▶ [WORK TO DO]:
Return every line of the records below word for word, leaving out the pictures.

▶ [RECORDS FOR THE TASK]:
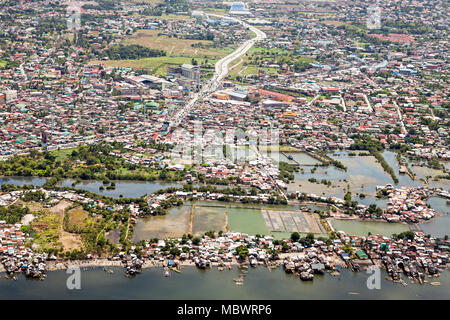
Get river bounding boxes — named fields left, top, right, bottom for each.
left=0, top=267, right=450, bottom=300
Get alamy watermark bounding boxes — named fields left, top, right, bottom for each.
left=66, top=266, right=81, bottom=290
left=66, top=2, right=81, bottom=31
left=366, top=4, right=381, bottom=30
left=366, top=266, right=381, bottom=290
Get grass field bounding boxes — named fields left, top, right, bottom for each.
left=123, top=30, right=222, bottom=57
left=67, top=206, right=89, bottom=230
left=50, top=148, right=76, bottom=161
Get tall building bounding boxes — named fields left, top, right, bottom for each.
left=181, top=64, right=200, bottom=83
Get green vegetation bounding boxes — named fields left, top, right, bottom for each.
left=0, top=204, right=30, bottom=224
left=349, top=135, right=399, bottom=183
left=105, top=44, right=166, bottom=60
left=278, top=161, right=300, bottom=183
left=0, top=143, right=185, bottom=182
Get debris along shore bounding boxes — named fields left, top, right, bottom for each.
left=2, top=231, right=450, bottom=286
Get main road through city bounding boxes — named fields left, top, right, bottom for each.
left=169, top=14, right=266, bottom=129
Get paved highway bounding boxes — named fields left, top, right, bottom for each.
left=169, top=14, right=266, bottom=129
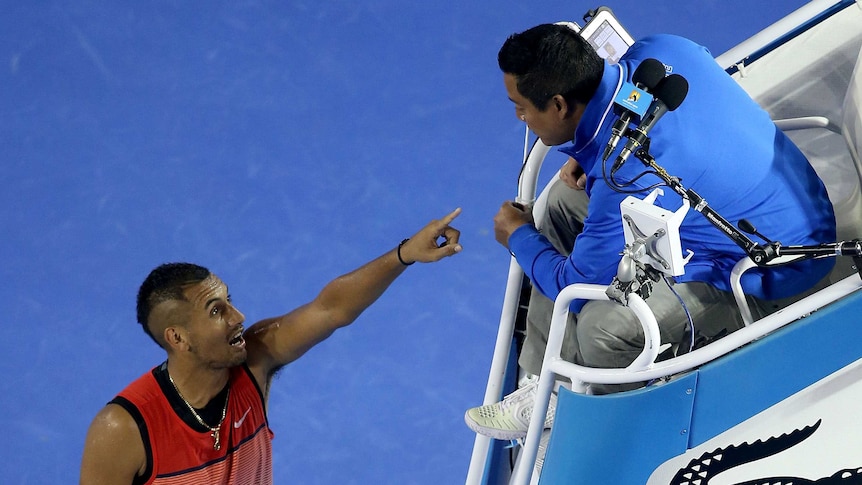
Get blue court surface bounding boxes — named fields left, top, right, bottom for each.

▶ [RESPONSE FOR THIS EXERCISE]:
Get river bounding boxes — named fields left, top, right, bottom for each.
left=0, top=267, right=450, bottom=300
Get alamy watermark bounding boxes — named fields left, top, right, bottom for each.
left=66, top=266, right=81, bottom=290
left=66, top=2, right=81, bottom=31
left=366, top=4, right=381, bottom=30
left=366, top=266, right=381, bottom=290
Get grass field bounding boxes — named fields left, top, right, bottom for each.
left=123, top=30, right=222, bottom=57
left=67, top=206, right=89, bottom=230
left=50, top=148, right=76, bottom=161
Get tall building bounding boxes — named fields left, top, right, bottom for each.
left=181, top=64, right=200, bottom=83
Get green vegetation bounding boxes — named fields left, top, right, bottom for each.
left=0, top=204, right=30, bottom=224
left=349, top=135, right=399, bottom=183
left=105, top=44, right=166, bottom=60
left=278, top=161, right=300, bottom=183
left=0, top=143, right=185, bottom=182
Get debris along shore bounding boxes — named fields left, top, right, bottom for each.
left=2, top=231, right=450, bottom=286
Get main road through city bounding boxes — named fields left, top, right, bottom for each.
left=169, top=14, right=266, bottom=129
Get paved highway bounding boxes — named fields left, top, right, bottom for each.
left=169, top=14, right=266, bottom=129
Get blue court surface bounding boxes — named fields left, top, right, bottom for each.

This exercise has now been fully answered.